#### Problem details:
Nothing before the line containing "Reviewer note: make sure each instance of the small" should appear; please restate that line and every later line word for word through the end of the listing.
======== Given entries
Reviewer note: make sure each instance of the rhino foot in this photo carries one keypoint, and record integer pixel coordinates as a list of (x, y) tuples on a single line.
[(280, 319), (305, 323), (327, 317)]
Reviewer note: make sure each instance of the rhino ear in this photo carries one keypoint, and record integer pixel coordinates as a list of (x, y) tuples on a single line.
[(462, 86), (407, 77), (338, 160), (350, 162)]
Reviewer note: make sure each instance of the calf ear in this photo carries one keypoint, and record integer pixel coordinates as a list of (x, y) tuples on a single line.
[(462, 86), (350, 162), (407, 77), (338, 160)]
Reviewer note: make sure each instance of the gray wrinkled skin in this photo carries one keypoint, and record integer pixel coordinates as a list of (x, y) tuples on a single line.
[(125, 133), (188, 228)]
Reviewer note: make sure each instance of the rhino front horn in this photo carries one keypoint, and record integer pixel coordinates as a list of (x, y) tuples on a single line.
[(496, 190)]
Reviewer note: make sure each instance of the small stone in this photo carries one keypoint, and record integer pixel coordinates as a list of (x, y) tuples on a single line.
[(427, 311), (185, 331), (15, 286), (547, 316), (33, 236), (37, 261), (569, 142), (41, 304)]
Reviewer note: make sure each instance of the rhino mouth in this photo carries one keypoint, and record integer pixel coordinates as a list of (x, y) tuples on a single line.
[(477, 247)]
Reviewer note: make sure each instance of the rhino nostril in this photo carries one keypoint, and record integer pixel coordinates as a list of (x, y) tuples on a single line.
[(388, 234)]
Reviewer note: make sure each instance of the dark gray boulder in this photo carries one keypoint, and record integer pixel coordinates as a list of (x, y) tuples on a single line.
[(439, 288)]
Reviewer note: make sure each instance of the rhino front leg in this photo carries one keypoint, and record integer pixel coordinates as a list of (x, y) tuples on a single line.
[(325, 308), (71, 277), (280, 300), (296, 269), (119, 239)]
================
#### Exercise result:
Reviewer note: make sure each instance of the small stone in this photo carries one keypoint, and record integer pixel coordinates as a list of (x, y) tuples on a single line.
[(427, 311), (185, 331), (15, 286), (547, 316), (33, 236), (37, 261), (569, 142), (41, 304)]
Reviewer note: make sure each instance of the rhino mouth in this photo carries one keypoint, and record integer pixel coordinates as a list of (x, y) tuples on a single line.
[(477, 247)]
Reviewer note: make sure each instance of the rhino nostril in this photo carries one keypoint, and record integer pixel coordinates as a list of (x, y) tuples on a single line.
[(388, 234)]
Reviewer note: make sure each instance of the dark gray boulder in this photo carries one keypoint, and record integer pixel coordinates as a list of (x, y) tuples on a single line.
[(439, 288)]
Reviewer note: make sure each instance of the rhino front leg in this photo carries one keypoint, and record integer pixel coordinates as a list of (x, y) tuples on a single line.
[(325, 308), (71, 277), (280, 300), (296, 269), (119, 239)]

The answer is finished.